Vous pouvez compter sur la réflexion de nombreux philosophes et pédagogues africains. Vous pouvez également vous inspirer de l'exemple de nombreuses figures d'éducateurs missionnaires et de dirigeants éducateurs, tels que Nelson Mandela, qui, dans son pays opprimé par l'apartheid, a reconstruit l'unité entre les différentes races par la réconciliation et l'éducation. En effet, il soutenait que l'éducation est l'outil le plus puissant pour changer le monde.
Vous pouvez également vous inspirer d'un autre grand homme d'État, le serviteur de Dieu Julius Nyerere, appelé "maître", qui a su mettre en place des politiques éducatives pour le développement de tous ses compatriotes, indépendamment de leurs conditions économiques ou sociales. Il était soutenu par sa foi catholique et affirmait que sans la célébration eucharistique, il lui aurait été impossible d'accomplir son travail.

### Travail demandé
Poursuivez, s'il vous plaît, l'extrait sur l'éducation selon Mandela et Nyerere, en reprenant juste après sa dernière phrase. Le matériel qui suit est indépendant de l'extrait.

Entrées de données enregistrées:
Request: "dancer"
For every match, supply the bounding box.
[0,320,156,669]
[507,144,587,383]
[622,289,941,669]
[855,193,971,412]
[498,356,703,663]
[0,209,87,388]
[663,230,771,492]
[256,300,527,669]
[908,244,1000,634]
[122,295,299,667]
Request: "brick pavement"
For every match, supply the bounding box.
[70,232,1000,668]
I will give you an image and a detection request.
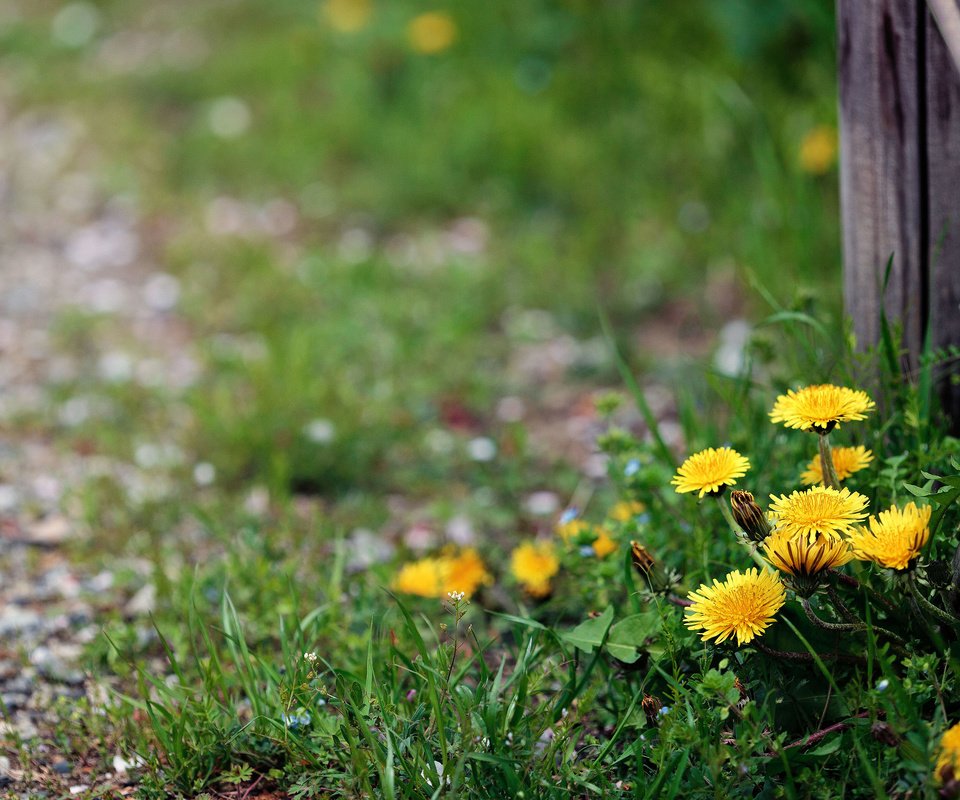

### Résultat attendu
Chers frères et sœurs, avec le Pacte Éducatif Africain, vous confirmez une fois de plus ce que disait Pline l'Ancien : "Ex Africa semper aliquid novi", "De l'Afrique surgit toujours quelque chose de nouveau". Ce Pacte est une nouveauté qui se développe à partir de deux grandes racines : la culture traditionnelle et la foi chrétienne. Et, comme le dit un autre proverbe africain, "quand les racines sont profondes, il n'y a aucune raison de craindre le vent".
Je vous remercie de votre engagement et je souhaite que le Pacte Éducatif Africain soit également suivi par les autres continents. Que la Vierge Marie, Mère de l'Afrique, vous accompagne. Je vous bénis de tout cœur et je vous demande de prier pour moi.